▸ Aufgaben
• a. Wer begann laut dem Text über Papst Innozenz III. ohne Erlaubnis des Bischofs zu predigen?
• b. Gib aus dem Text über Papst Innozenz III. den Abschnitt wörtlich aus, der mit den Worten beginnt, in denen „Papst Innozenz III.“ steht, und mit „kämpfen zu müssen.“ schließt.

Papst Innozenz III. Seine Sorge für den wahren Glauben
Während die Statthalter Christi mit den Tyrannen in Rom und später mit den deutschen Kaisern einen Kampf auf Leben und Tod zu bestehen hatten, hörte man wenig von Irrlehren. Gott wollte es eben nicht zulassen, daß die Kirche in dieser Zeit auch noch den Schmerz erlebte, gegen die Lüge kämpfen zu müssen.
Der Kampf gegen die Waldenser und Albigenser
Kaum war aber die Freiheit errungen, als im südlichen Frankreich und ebenso in Italien neue Irrlehrer unter dem Namen Waldenser und Albigenser auftraten. Wir wissen aus dem Leben des heiligen Gregors VII. und seiner Nachfolger, daß die weltlichen Fürsten Geistliche anstellten, die weder gut unterrichtet, noch sittenrein waren. Diese konnten und wollten dem Volke nicht predigen.
Ein Kaufmann Waldus sah dieses und fing nun selbst ohne Erlaubnis des Bischofs zu predigen an und mit seinen Genossen ein Leben der Armut und Sittenreinheit zu führen. Weil er aber den Segen Gottes und den Auftrag seines Stellvertreters auf Erden nicht hatte, vermischte er mit seinen Verbesserungen bald falsche Lehren und schadete so dem wahren Glauben. Er schmähte über das heilige Sakrament der Beichte, verlangte von den Geistlichen, sie sollten ihr Vermögen weggeben, schaffte die heilige Messe in der lateinischen Sprache ab und lehrte große Irrtümer über das allerheiligste Sakrament des Altares. Verschieden von den Waldensern sind die Albigenser oder Katharer.

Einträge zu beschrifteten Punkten
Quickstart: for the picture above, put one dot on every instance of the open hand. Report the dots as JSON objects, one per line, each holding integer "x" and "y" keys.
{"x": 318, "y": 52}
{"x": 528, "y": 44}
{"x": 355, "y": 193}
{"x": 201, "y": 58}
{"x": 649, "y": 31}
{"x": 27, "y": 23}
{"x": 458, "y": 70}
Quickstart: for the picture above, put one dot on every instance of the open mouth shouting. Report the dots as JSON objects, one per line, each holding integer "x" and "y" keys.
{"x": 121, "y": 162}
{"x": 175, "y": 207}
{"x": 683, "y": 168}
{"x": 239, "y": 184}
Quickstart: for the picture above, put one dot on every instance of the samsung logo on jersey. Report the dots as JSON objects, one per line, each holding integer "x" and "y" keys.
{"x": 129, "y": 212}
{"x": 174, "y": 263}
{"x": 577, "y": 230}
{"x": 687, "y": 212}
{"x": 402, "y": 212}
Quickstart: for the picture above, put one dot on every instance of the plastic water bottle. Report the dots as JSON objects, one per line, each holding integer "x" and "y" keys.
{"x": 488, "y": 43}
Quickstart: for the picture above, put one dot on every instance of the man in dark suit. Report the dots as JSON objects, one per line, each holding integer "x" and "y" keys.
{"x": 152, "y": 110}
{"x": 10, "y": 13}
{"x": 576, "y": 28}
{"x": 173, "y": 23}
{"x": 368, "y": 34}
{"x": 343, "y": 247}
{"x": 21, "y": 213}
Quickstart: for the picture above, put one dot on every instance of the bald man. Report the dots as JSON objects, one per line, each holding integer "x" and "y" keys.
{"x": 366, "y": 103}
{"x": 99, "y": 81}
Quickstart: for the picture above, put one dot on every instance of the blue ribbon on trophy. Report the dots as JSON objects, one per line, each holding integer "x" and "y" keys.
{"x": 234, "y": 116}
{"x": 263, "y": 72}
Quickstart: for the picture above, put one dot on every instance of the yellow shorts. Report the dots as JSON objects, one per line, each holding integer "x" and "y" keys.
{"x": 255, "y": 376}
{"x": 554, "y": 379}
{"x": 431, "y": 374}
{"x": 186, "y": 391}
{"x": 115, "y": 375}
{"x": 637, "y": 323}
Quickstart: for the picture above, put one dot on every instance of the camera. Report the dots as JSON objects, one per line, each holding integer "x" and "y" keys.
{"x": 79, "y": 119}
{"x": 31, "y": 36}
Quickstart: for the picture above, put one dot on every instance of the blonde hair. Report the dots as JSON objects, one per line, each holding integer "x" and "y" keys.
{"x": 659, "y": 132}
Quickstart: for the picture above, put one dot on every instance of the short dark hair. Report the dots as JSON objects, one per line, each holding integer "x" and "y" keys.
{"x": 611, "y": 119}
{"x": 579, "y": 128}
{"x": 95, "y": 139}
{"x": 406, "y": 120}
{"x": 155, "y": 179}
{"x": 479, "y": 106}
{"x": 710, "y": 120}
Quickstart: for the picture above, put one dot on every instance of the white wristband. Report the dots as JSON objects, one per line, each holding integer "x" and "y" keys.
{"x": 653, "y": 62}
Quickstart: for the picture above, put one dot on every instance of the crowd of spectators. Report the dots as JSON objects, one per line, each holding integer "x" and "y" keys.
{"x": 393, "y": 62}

▸ Die Antworten
• a. Ein Kaufmann namens Waldus.

• b.
Papst Innozenz III. Seine Sorge für den wahren Glauben
Während die Statthalter Christi mit den Tyrannen in Rom und später mit den deutschen Kaisern einen Kampf auf Leben und Tod zu bestehen hatten, hörte man wenig von Irrlehren. Gott wollte es eben nicht zulassen, daß die Kirche in dieser Zeit auch noch den Schmerz erlebte, gegen die Lüge kämpfen zu müssen.